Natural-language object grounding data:
= Beginning of Section =
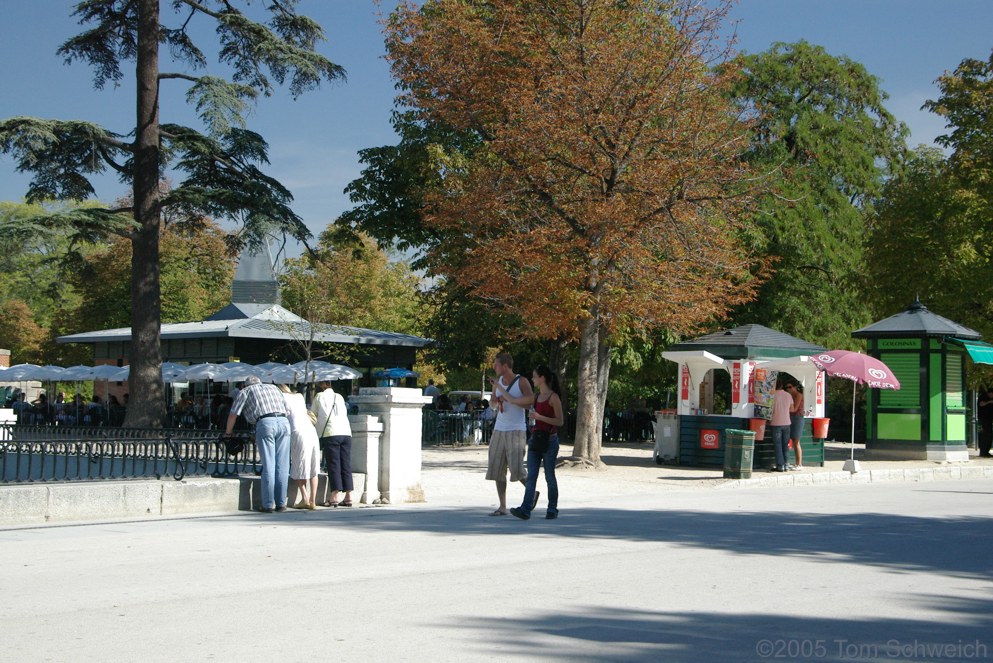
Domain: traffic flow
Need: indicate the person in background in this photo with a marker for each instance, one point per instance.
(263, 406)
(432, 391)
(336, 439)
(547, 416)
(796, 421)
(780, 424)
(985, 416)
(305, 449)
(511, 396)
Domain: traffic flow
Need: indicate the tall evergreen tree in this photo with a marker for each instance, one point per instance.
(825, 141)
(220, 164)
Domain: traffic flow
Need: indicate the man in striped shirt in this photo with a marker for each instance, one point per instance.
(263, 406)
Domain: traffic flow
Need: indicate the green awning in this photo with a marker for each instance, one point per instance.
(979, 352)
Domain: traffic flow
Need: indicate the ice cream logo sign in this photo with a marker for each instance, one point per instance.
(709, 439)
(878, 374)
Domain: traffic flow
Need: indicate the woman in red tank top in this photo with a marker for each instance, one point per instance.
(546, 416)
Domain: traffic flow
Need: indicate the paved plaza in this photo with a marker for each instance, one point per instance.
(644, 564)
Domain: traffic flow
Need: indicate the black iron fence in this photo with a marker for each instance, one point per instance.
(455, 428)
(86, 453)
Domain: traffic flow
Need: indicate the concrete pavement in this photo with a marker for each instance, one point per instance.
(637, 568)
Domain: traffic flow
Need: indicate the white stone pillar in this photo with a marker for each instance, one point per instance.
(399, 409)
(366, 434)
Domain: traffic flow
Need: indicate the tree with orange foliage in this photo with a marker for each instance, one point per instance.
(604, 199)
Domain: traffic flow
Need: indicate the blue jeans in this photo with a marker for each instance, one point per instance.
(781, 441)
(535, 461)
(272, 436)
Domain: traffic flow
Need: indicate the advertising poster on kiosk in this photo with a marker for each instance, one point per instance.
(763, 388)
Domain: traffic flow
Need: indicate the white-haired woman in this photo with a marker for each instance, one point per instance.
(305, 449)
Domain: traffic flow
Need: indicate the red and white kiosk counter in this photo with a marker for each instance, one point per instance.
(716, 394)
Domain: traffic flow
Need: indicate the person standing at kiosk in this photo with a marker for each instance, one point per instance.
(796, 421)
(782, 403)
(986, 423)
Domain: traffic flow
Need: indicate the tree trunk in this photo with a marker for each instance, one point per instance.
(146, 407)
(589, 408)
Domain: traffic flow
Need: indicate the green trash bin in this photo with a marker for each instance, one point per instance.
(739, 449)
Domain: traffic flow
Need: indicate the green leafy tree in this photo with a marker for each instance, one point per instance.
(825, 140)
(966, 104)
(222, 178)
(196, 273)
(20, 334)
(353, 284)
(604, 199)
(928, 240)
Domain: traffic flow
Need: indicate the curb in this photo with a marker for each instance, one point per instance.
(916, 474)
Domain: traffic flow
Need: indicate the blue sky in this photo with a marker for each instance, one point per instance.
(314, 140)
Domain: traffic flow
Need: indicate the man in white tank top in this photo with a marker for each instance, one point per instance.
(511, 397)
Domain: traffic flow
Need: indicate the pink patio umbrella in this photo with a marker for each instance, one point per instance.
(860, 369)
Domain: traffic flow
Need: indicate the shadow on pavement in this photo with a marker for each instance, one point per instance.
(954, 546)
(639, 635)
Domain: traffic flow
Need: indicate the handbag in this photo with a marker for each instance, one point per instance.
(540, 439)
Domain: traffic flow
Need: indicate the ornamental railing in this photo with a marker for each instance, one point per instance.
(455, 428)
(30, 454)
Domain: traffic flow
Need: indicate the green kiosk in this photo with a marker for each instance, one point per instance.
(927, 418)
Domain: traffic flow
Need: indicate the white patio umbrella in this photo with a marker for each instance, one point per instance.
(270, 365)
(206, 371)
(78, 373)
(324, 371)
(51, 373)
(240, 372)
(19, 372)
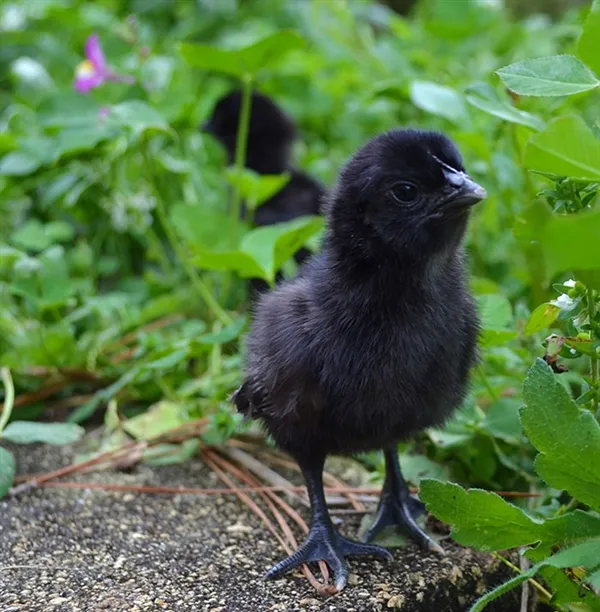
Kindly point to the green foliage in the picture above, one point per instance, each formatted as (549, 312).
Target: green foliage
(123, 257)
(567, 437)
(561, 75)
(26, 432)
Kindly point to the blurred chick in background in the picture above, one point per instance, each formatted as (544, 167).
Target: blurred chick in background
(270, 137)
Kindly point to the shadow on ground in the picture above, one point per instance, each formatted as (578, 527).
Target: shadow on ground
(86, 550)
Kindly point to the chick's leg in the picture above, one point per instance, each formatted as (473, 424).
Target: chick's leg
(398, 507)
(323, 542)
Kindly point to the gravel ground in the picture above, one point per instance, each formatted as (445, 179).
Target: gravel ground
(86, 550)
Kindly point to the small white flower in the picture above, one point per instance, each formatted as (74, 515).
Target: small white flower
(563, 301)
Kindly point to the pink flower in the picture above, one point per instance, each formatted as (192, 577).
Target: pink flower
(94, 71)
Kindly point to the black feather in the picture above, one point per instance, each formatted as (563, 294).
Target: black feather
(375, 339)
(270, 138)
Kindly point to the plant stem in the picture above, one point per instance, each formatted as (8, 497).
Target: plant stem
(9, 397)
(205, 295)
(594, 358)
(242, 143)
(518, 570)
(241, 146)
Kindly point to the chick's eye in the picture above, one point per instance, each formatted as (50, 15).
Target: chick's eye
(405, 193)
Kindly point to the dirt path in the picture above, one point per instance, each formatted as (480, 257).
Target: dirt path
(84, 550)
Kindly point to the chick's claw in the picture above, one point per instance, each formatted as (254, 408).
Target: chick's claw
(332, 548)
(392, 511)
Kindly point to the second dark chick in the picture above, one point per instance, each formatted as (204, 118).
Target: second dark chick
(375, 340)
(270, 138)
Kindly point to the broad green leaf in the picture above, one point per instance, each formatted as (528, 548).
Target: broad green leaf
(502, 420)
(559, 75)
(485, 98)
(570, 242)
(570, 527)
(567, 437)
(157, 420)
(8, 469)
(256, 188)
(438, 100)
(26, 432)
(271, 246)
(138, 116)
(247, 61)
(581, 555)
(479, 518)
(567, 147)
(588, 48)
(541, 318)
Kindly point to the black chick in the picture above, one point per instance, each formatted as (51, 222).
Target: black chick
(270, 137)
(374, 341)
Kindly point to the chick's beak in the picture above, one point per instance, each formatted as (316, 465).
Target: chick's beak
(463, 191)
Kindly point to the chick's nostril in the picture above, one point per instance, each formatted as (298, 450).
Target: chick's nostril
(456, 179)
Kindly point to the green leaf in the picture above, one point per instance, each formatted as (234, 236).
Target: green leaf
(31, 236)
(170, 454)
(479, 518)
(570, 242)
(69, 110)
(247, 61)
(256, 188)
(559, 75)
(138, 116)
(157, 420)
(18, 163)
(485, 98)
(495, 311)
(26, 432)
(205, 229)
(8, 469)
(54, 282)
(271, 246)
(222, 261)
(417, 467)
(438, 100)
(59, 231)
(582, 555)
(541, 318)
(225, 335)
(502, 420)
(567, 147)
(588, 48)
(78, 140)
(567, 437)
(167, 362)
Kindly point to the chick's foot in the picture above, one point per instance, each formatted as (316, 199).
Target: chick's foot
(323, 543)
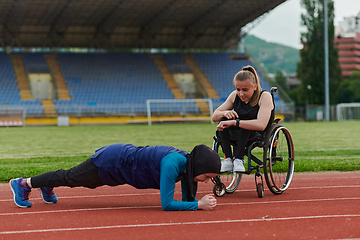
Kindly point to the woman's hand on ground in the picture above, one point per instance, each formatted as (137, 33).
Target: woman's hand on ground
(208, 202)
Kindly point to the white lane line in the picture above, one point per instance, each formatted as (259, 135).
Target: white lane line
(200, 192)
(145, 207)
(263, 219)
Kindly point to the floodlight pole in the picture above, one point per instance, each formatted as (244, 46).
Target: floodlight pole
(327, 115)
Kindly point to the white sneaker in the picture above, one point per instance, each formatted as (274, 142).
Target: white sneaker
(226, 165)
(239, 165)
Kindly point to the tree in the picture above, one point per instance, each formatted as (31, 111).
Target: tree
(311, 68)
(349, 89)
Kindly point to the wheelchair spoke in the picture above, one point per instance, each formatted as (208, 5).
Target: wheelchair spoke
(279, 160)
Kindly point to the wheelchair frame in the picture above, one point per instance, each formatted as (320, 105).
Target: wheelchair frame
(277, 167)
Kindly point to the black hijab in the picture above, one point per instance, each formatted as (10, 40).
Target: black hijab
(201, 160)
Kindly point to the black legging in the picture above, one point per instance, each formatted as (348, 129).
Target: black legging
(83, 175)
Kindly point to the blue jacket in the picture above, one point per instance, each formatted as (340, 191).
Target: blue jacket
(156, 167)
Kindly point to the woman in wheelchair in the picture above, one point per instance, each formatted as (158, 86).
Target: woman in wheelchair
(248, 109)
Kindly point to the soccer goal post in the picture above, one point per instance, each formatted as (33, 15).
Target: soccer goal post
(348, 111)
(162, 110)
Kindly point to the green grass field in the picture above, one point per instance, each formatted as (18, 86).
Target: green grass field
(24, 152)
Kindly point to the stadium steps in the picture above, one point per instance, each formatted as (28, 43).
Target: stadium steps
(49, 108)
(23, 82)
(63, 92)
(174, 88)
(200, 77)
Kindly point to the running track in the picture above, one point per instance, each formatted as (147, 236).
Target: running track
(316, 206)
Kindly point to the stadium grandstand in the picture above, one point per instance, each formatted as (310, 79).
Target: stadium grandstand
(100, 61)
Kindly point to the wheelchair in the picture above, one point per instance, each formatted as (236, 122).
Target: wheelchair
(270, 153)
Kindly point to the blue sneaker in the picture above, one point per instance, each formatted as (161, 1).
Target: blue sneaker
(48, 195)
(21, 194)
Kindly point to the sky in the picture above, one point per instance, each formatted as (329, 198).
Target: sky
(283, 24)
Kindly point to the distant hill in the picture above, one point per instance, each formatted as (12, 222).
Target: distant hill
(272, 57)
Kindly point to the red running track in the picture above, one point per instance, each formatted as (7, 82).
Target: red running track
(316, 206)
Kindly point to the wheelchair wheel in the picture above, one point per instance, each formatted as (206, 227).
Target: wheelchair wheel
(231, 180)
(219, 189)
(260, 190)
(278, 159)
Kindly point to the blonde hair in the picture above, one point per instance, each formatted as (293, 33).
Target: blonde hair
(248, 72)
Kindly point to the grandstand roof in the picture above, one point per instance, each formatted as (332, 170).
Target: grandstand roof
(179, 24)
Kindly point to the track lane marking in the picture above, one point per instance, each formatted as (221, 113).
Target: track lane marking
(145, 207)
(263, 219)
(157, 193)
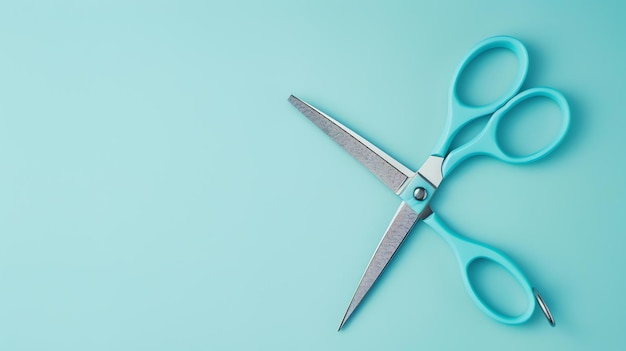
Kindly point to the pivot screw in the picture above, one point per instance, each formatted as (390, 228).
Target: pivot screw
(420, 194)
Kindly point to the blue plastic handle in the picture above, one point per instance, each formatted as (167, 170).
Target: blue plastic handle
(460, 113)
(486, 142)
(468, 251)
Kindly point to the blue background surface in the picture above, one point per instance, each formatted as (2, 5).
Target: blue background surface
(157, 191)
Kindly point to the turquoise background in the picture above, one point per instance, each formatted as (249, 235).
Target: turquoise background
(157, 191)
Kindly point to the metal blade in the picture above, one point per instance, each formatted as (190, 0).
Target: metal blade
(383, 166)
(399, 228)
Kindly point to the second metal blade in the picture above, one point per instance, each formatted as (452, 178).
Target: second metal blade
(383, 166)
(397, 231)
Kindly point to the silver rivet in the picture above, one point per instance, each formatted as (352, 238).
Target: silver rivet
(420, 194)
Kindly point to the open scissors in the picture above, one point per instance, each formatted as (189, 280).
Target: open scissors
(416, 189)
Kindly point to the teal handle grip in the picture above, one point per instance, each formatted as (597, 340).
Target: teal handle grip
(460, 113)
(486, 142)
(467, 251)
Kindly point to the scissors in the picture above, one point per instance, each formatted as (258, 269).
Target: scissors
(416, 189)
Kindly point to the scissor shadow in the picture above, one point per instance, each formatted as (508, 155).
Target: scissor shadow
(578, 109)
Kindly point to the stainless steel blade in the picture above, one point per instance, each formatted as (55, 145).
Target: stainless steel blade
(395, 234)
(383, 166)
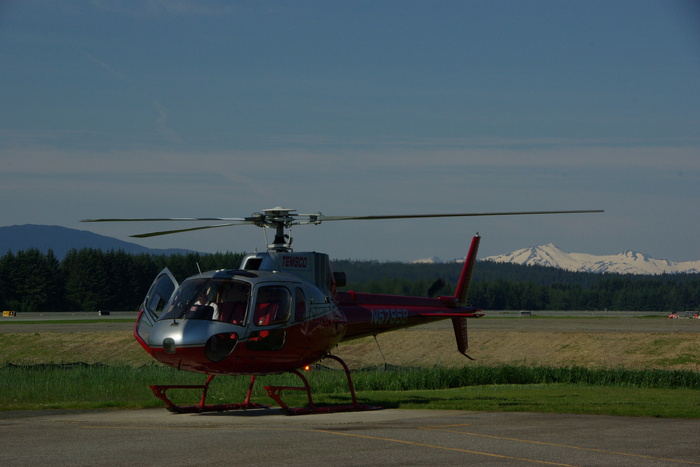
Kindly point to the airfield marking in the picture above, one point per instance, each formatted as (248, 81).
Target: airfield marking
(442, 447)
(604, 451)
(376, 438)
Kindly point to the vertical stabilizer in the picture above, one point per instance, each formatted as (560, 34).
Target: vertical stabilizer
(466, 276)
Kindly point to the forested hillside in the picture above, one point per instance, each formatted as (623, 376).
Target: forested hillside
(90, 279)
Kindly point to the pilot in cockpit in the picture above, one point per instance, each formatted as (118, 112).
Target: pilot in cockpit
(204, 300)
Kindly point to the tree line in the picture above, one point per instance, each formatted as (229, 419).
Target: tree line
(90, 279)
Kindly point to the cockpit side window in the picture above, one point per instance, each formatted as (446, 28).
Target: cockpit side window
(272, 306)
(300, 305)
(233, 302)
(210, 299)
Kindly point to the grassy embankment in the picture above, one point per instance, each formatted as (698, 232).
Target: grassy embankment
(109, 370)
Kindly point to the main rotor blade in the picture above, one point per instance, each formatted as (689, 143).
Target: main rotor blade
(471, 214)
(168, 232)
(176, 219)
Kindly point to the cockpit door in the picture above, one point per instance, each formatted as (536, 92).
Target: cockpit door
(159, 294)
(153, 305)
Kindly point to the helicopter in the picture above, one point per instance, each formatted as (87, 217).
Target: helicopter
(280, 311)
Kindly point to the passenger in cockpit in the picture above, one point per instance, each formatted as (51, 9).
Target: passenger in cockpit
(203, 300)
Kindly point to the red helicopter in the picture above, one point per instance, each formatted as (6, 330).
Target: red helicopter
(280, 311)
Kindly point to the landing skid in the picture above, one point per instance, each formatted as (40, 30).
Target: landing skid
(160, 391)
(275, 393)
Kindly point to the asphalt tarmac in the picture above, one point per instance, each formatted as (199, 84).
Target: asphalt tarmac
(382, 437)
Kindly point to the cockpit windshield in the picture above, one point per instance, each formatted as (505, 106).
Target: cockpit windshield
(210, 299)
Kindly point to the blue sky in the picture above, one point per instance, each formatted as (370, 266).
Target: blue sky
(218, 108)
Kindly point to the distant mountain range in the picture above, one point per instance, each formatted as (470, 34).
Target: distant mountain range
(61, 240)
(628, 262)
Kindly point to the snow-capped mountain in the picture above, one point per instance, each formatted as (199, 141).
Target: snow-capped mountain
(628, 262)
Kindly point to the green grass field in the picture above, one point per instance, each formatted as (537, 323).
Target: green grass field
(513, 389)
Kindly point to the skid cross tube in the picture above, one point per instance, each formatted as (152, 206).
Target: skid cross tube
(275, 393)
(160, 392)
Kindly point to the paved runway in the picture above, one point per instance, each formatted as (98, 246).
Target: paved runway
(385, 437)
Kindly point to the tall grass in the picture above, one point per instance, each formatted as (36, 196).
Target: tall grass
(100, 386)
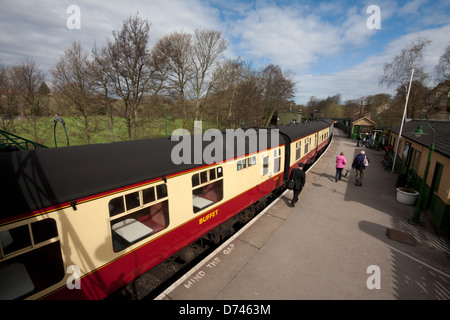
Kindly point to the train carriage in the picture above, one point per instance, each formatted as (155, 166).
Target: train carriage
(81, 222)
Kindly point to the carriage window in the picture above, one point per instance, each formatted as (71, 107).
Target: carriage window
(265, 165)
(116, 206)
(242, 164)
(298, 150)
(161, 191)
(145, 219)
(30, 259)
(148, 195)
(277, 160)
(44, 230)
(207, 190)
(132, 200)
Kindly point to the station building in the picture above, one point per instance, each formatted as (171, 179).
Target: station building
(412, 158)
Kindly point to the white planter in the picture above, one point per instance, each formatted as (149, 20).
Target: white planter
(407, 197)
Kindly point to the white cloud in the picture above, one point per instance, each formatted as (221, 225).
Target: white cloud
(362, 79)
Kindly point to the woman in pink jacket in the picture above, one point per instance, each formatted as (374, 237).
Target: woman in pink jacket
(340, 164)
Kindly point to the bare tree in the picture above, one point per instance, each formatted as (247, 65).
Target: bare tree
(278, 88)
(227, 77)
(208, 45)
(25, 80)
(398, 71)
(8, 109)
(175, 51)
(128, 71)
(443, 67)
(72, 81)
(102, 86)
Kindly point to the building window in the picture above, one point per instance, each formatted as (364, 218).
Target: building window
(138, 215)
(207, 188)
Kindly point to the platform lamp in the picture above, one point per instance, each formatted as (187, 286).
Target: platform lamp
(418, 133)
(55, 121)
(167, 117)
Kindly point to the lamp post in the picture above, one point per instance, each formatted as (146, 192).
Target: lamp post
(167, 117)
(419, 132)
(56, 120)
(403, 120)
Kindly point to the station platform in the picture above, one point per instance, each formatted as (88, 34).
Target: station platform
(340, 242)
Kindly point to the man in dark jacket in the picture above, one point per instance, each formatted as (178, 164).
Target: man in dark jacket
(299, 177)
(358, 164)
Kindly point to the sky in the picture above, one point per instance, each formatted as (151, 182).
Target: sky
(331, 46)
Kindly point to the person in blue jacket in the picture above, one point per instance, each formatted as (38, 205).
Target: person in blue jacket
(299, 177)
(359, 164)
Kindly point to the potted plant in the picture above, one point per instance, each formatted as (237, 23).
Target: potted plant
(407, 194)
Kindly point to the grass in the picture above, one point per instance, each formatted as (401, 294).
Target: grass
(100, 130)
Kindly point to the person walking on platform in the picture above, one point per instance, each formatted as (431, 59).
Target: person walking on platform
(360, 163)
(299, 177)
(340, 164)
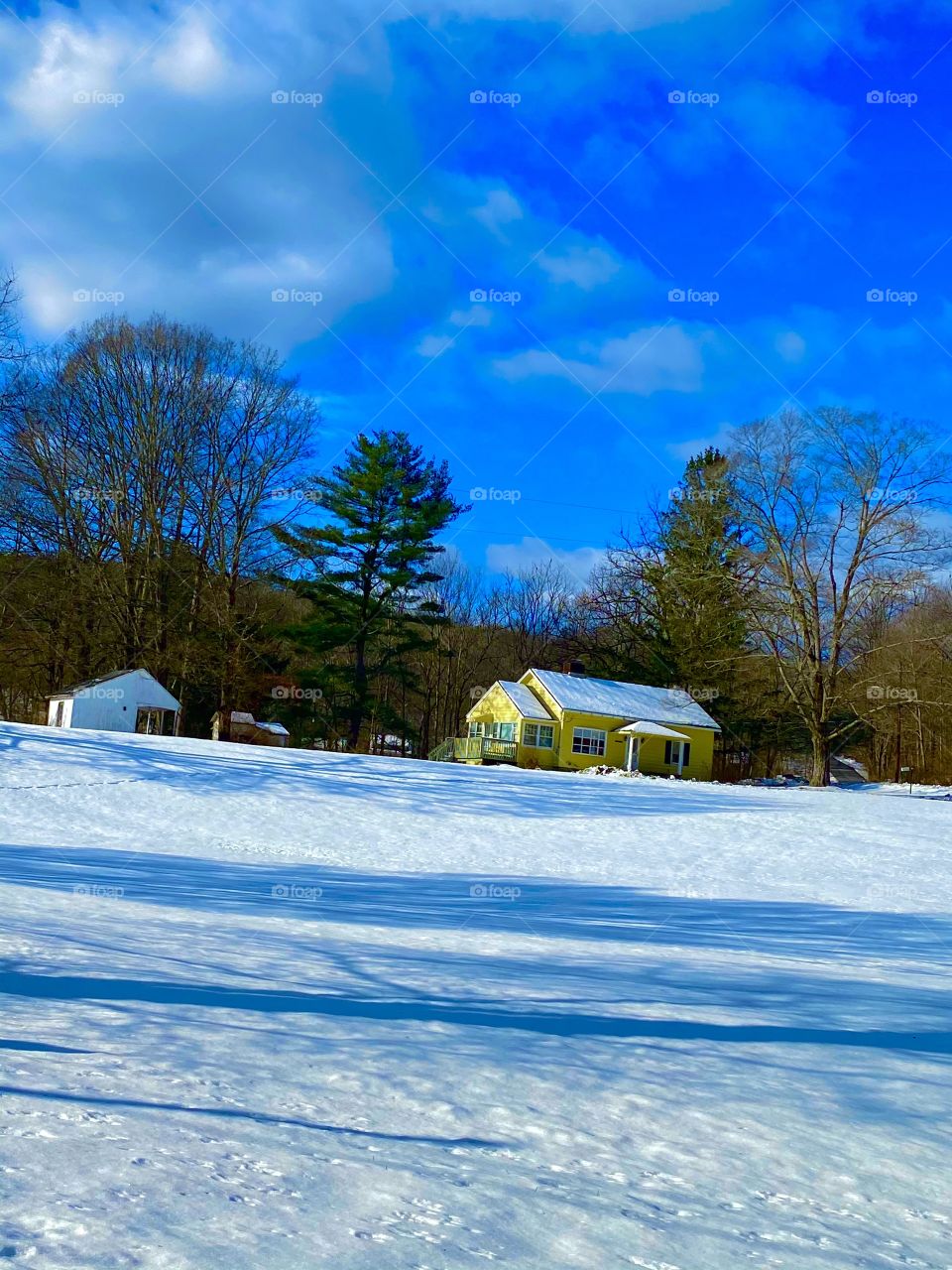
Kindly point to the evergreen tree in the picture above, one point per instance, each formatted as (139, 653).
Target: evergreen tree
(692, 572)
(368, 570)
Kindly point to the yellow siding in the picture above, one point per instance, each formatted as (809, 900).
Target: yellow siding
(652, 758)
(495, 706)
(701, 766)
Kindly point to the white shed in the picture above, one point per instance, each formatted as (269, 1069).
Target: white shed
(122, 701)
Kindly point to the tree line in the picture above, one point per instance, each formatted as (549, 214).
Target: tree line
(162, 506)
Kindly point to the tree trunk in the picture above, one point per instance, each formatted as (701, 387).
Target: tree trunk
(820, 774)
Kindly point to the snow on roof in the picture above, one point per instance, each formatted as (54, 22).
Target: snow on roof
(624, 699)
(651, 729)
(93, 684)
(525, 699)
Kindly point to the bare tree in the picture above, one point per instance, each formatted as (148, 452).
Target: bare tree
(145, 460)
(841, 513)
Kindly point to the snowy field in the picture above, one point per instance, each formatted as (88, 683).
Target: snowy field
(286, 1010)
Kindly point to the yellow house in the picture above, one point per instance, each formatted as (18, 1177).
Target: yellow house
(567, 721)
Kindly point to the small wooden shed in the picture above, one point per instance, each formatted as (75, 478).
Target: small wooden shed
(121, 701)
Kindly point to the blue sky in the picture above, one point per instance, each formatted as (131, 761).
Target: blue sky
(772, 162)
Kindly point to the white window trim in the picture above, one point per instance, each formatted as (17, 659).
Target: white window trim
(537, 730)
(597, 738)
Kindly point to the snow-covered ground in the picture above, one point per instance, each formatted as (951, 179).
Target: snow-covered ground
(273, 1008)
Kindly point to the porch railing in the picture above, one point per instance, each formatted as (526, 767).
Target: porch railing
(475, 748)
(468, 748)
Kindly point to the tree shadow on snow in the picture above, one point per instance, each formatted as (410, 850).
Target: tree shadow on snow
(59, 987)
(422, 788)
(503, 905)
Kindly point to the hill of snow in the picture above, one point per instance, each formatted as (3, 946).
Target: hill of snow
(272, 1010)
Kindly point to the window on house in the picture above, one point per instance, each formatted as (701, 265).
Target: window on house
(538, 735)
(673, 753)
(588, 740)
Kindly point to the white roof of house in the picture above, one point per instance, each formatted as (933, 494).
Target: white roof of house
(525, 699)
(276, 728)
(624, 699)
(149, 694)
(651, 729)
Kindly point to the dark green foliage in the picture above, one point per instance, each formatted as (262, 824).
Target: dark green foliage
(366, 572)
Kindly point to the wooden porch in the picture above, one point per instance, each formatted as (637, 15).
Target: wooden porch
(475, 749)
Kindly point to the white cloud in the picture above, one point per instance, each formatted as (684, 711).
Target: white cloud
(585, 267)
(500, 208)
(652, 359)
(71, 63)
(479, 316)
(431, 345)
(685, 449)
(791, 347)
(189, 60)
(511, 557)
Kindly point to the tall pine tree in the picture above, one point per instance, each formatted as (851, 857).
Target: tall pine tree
= End of Section =
TASK GOAL → Look through the entries and copy every line in which the string "pine" appears.

ANSWER BOX →
Kindly point to the tall pine tree in the picture above, one point per instance, each formatted as (851, 857).
Target: tall pine tree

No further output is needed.